(EXCERPT PROVIDED)
________________

One of the common afflictions that can affect your guinea pig are parasites. Guinea pig parasites are a bane to both cavies and their owners. Parasites can do a lot of harm to your guinea pigs. It causes intense itch, and scratching leads to wounds. Parasites can also carry infectious diseases with them, and may even cause anemia in severe cases.
Parasites are usually brought in when you have a pet that’s allowed to go outdoors. Or there may be cases when you unwittingly let parasites in when you introduce a new guinea pig into your home. This is why we should never skip putting a new guinea pig in quarantine for 2 to 3 weeks to make sure we stop the spread of parasites and other diseases.
Common guinea pig parasites include lice, mites and fleas.
There are several types of lice that can affect guinea pigs. All of them do not pose any risk to humans. Lice can cause intense itching, scratching, and scabbing. You will find red papules one back of the head and behind the ears. Lice infestation are usually together with fleas.
When treating guinea pigs for lice, all guinea pigs and not just the one suspected of having lice will be inspected. All beddings and housing should be thoroughly cleaned as well.
Fleas can also affect guinea pigs. This usually happens when you have other animals in the house, such as dog and cats, who get infected outside the home. When they return, the fleas catch a free ride and spread to other animals in the house.
The most common flea that affects guinea pigs are what’s commonly called as cat flea. Fleas can cause intense itching, hair loss, and crusty lesions on the skin. If left untreated, it can lead to anemia and even death.
In guinea pigs that are afflicted with fleas, you will be able to observe small brown granules on their fur when you brush it. These brown granules are the fleas feces, which serves as the food of newly hatched flea larvae.
If you suspect fleas in your guinea pigs, bring them to the vet to find out what the recommended treatment is. Other pets in the house should also be observed for fleas. Together with treatment, prepare to do a general cleaning and disinfecting of the spaces occupied by your pets.
When it comes to mites, there are 2 types of mites that are commonly seen to afflict guinea pigs. These are the T. caviae and the C. caviae
This type of mite is transmitted by direct contact and can afflict humans as well. T. caviae is known to burrow itself into the skin of the host. It is not always active. In some guinea pigs, the mite can remain dormant and may surface when the animal is weaker such as at times of sickness or poor nutrition.

________________

(CHECK YOUR UNDERSTANDING)
1/ From the guinea pig parasites text, extract the passage between "Fleas can also" and "hatched flea larvae.", inclusive.
2/ Translate this sentence from the guinea pig parasites text into Spanish: "Common guinea pig parasites include lice, mites and fleas."
Rely only on the guinea pig parasites text.

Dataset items

________________

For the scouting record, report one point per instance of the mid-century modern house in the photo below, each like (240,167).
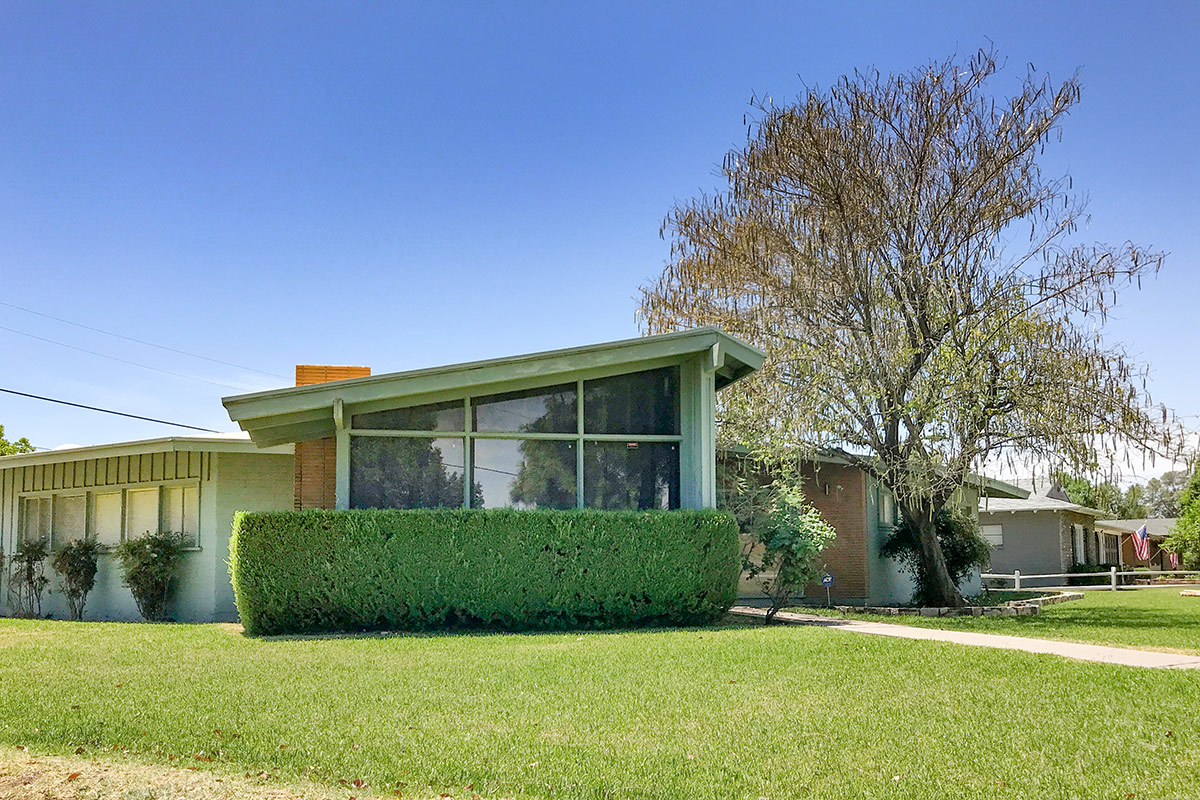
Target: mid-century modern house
(1157,530)
(1044,534)
(624,425)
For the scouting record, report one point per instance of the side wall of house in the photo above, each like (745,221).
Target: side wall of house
(245,482)
(1032,542)
(251,481)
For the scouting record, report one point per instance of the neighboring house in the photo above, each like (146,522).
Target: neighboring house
(191,485)
(1044,534)
(863,512)
(624,425)
(1158,529)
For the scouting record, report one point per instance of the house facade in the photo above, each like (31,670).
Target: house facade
(190,485)
(1045,534)
(624,425)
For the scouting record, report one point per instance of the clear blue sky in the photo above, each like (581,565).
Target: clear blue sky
(405,185)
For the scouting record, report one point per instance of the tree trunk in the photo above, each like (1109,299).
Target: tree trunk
(941,589)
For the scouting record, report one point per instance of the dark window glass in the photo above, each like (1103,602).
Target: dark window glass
(639,402)
(406,473)
(547,409)
(631,475)
(523,473)
(435,416)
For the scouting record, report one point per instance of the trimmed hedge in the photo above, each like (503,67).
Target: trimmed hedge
(313,571)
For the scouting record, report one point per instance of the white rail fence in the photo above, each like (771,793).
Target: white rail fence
(1113,575)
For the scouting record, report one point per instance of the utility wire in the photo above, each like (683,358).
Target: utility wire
(105,410)
(113,358)
(130,338)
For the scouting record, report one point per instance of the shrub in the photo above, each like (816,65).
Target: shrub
(148,567)
(76,565)
(792,534)
(310,571)
(28,579)
(963,547)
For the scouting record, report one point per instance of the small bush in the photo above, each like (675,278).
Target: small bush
(963,547)
(310,571)
(76,565)
(28,579)
(148,566)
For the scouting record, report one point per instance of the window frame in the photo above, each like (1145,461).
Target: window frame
(580,437)
(90,509)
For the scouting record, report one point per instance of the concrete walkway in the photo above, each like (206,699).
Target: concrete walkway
(1125,656)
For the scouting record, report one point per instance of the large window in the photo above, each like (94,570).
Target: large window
(111,516)
(609,443)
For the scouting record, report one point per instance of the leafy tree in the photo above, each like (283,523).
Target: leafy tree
(791,533)
(959,537)
(13,447)
(894,246)
(1162,494)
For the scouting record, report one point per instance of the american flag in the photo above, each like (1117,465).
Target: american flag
(1141,543)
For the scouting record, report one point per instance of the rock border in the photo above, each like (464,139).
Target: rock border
(1012,608)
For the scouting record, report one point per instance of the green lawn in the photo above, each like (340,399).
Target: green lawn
(1151,619)
(741,711)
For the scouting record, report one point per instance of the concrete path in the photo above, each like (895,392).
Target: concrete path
(1099,653)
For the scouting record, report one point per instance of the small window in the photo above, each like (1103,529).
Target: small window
(70,519)
(141,512)
(435,416)
(406,473)
(551,409)
(887,509)
(631,475)
(36,522)
(181,512)
(994,535)
(523,473)
(634,403)
(106,518)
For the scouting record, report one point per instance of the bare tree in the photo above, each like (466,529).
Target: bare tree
(894,246)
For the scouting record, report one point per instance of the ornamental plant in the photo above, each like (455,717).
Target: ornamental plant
(792,535)
(149,565)
(76,565)
(28,579)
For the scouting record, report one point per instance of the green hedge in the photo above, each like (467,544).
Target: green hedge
(311,571)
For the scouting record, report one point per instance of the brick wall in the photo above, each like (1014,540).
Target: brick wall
(316,462)
(839,494)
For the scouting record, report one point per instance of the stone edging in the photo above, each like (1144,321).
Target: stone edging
(1012,608)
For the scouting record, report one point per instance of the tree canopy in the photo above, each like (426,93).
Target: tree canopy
(916,280)
(13,447)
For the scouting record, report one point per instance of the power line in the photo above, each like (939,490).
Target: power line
(113,358)
(130,338)
(106,410)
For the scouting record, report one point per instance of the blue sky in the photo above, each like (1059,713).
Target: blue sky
(405,185)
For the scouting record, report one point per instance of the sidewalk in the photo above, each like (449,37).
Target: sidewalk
(1125,656)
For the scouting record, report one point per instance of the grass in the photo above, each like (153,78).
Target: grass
(739,711)
(1149,619)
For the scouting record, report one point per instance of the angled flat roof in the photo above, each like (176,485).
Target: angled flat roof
(305,413)
(1035,503)
(235,441)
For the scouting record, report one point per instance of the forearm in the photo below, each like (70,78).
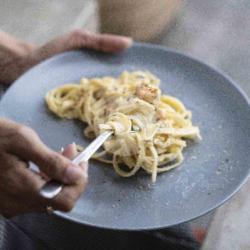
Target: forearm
(12,51)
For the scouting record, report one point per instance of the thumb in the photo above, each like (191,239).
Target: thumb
(29,147)
(78,39)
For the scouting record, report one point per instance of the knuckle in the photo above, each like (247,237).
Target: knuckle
(77,33)
(54,163)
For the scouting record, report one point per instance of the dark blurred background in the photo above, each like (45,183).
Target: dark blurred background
(215,31)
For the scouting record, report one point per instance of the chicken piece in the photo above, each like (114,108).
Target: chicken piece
(146,92)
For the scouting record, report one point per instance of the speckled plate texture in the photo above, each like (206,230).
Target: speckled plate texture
(213,169)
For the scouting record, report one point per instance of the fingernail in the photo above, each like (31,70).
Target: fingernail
(73,173)
(128,40)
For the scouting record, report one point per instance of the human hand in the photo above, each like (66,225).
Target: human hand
(19,186)
(17,56)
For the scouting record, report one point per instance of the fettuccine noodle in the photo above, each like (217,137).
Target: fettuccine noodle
(149,129)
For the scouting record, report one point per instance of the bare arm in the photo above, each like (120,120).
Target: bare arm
(17,56)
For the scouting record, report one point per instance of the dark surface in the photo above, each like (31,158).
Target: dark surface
(212,170)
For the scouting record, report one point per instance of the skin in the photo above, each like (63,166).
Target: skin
(19,144)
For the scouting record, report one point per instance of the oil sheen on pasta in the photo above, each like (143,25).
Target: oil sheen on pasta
(150,128)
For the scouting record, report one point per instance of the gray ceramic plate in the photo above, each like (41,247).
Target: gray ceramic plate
(213,170)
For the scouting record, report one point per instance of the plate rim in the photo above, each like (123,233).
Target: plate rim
(188,56)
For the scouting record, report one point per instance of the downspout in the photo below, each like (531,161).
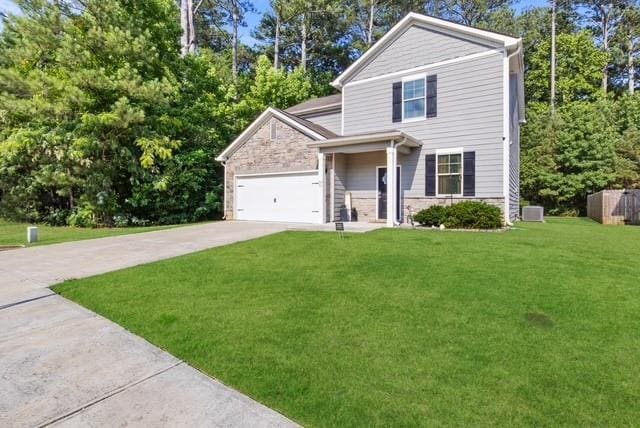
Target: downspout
(508,221)
(224,190)
(395,146)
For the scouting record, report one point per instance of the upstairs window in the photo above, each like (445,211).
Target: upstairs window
(450,174)
(413,99)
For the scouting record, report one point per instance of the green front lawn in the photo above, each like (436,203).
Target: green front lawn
(12,233)
(536,326)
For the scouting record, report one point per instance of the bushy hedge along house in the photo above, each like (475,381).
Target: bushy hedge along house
(429,115)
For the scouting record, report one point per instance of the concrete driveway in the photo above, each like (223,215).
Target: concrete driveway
(61,364)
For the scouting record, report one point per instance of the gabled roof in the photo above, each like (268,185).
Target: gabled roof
(309,125)
(464,31)
(312,130)
(317,105)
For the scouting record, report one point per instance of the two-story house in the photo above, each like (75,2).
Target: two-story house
(430,114)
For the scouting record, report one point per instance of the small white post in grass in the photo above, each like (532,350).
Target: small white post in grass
(32,234)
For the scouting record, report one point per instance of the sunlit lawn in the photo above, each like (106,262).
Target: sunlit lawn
(538,326)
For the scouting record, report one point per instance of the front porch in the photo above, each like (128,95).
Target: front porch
(355,178)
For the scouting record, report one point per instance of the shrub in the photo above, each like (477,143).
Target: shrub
(432,216)
(83,216)
(473,215)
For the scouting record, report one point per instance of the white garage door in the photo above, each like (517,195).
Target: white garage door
(292,197)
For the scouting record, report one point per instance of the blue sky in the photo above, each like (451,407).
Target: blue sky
(262,5)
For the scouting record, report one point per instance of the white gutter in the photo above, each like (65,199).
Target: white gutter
(395,146)
(507,139)
(224,189)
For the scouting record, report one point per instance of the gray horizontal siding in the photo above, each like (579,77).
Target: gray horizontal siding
(331,121)
(340,172)
(415,47)
(470,115)
(361,173)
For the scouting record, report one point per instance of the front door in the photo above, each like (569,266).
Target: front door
(382,193)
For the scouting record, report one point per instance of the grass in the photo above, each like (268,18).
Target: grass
(15,234)
(536,326)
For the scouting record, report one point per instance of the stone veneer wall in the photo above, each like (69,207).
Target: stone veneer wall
(366,207)
(260,154)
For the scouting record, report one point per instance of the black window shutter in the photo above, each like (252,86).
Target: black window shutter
(432,95)
(397,101)
(430,179)
(469,174)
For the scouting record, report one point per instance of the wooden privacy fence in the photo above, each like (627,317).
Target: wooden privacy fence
(615,207)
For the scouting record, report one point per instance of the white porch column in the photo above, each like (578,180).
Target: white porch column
(323,187)
(391,185)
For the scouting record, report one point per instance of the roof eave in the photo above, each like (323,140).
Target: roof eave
(366,138)
(507,42)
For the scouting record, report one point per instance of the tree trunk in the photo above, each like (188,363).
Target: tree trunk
(234,41)
(184,24)
(631,68)
(303,43)
(605,46)
(553,55)
(276,42)
(192,28)
(371,13)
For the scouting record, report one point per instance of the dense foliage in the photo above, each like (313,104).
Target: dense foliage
(103,121)
(461,215)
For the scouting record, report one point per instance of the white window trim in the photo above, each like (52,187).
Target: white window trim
(422,76)
(455,151)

________________

(RESULTS)
1/
Fleas can also affect guinea pigs. This usually happens when you have other animals in the house, such as dog and cats, who get infected outside the home. When they return, the fleas catch a free ride and spread to other animals in the house.
The most common flea that affects guinea pigs are what’s commonly called as cat flea. Fleas can cause intense itching, hair loss, and crusty lesions on the skin. If left untreated, it can lead to anemia and even death.
In guinea pigs that are afflicted with fleas, you will be able to observe small brown granules on their fur when you brush it. These brown granules are the fleas feces, which serves as the food of newly hatched flea larvae.

2/ Los parásitos comunes de los cobayos incluyen piojos, ácaros y pulgas.